Re: Feature query - molecular fingerprints and library diversity [message #952 is a reply to message #951] |
Mon, 15 June 2020 21:26 |
thomas
Messages: 715 Registered: June 2014
|
Senior Member |
|
|
I am not sure, whether I correctly understand your questions. Is it the following?
1) How many distinct descriptors do we have within a given compound library?
The topological descriptors in DataWarrior are comprised of 512 or even 1024 fragments or hash codes derived from fragments. Therefore, different structures usually have different combinations of contained fragments and, therefore, different descriptors. Except for very rare cases the number of different compounds is equal to the number of different descriptors. By creating a list of duplicate structures or removing duplicate structures you can easily determine the number of distinct structures, which usually is the number of distinct descriptors. You may use a trick make the encoded descriptor visible and to directly remove rows with duplicate descriptors: open the dwar file in a text editor and remove the four column property lines of a descriptor column, which look like this:
<columnName="FragFp">
<columnProperty="parent Structure">
<columnProperty="specialType FragFp">
<columnProperty="version 1.2.1">
After removing these lines, DataWarrior does not know anymore that the column contains descriptors that are associated to the chemical structure. Instead it shows the text encoded descriptors in a visible column, which you can use to remove duplicates.

SOURCE EXCERPT —

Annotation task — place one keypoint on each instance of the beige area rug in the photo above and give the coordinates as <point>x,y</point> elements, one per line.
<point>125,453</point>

ACTIONS TO TAKE —
• a. Transcribe the DataWarrior forum reply, starting at "Re: Feature query" and ending at "it the following?".
• b. Which column property lines does the DataWarrior forum reply say to remove from the dwar file? List each one.
• c. Carry the DataWarrior forum reply forward past its final sentence.
The material above is separate from the DataWarrior forum reply.

RESPONSES PER TASK —
• a.
Re: Feature query - molecular fingerprints and library diversity [message #952 is a reply to message #951] |
Mon, 15 June 2020 21:26 |
thomas
Messages: 715 Registered: June 2014
|
Senior Member |
|
|
I am not sure, whether I correctly understand your questions. Is it the following?

• b.
<columnName="FragFp">
<columnProperty="parent Structure">
<columnProperty="specialType FragFp">
<columnProperty="version 1.2.1">

• c.
It depends on the descriptor, whether some very similar structures actually end up with the same descriptor. The simple descriptors do not use stereo-chemistry. Therefore, different stereo isomers indeed have the same descriptor. The SkeletonSpheres descriptor does not have these issues and you will have a hard time finding two different molecules that have an identical SkeletonSpheres.
Or do you ask this?
1) How many of the 227787 fragments listed in the paper (or any other fragment collection) are a substructure of at least one compound of a given compound collection?
2) Create a list of fragments found in a given molecule including the count?
Both cannot be done with DataWarrior. But with a little Java programming using the open-source framework OpenChemLib that wouldn't be a big undertaking.
Please le tme know, if I misinterpreted your question.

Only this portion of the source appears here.